After having publishing only a handful of essays in my life, an odd conflagration of requests and acceptances resulted in my publishing four essays in recent months. I think this might mean that I'm getting old, and people believe that wisdom has somehow accumulated in me? I doubt that, but I did at least learn that I quite like writing essays.
First up, I had an essay published in
the anthology
Resonance: Essays on the Craft and Life of Writing. The book was edited by Andrew Chesham and Laura Farina, who run SFU's Creative Writing program (where I teach "
Poetry 1"), and my essay is drawn in part from my lecture material in that class. Entitled "The Power of Adjacency," it looks at how poetic language's greatest strength is its ability to "pock the linear with collaborative gaps": to leave things out so that the reader can fill them in using their own imagination. While my essay isn't online, I've posted small excerpts from the book
here and
here.

Goal 1:
Pull out every line of the entries below that contains the string "Target". Treat uppercase and lowercase as distinct.

The data:

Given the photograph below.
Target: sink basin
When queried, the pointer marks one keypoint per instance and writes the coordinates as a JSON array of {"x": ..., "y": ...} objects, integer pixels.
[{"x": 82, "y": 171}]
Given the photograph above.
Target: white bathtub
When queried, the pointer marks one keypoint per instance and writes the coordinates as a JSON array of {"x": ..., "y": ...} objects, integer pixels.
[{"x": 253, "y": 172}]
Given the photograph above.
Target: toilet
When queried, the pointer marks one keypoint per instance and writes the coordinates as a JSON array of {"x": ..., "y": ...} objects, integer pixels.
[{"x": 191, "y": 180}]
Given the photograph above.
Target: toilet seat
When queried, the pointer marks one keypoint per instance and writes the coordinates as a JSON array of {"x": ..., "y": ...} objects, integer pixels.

* * *

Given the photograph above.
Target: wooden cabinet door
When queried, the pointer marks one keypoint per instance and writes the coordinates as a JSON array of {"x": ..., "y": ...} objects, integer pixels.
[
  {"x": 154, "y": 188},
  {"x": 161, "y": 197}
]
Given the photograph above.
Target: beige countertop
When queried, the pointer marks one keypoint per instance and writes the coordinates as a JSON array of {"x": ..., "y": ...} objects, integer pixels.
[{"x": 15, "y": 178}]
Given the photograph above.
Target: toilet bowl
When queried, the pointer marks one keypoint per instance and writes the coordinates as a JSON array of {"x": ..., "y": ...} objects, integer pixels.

--

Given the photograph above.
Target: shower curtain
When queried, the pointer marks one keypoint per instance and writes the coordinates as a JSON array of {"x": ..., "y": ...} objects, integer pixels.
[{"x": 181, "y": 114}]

Goal 2:
According to the post about recent essays above, who edited the anthology Resonance: Essays on the Craft and Life of Writing?

Written solution 1:
Target: sink basin
Target: white bathtub
Target: toilet
Target: toilet seat
Target: wooden cabinet door
Target: beige countertop
Target: toilet bowl
Target: shower curtain

Written solution 2:
Andrew Chesham and Laura Farina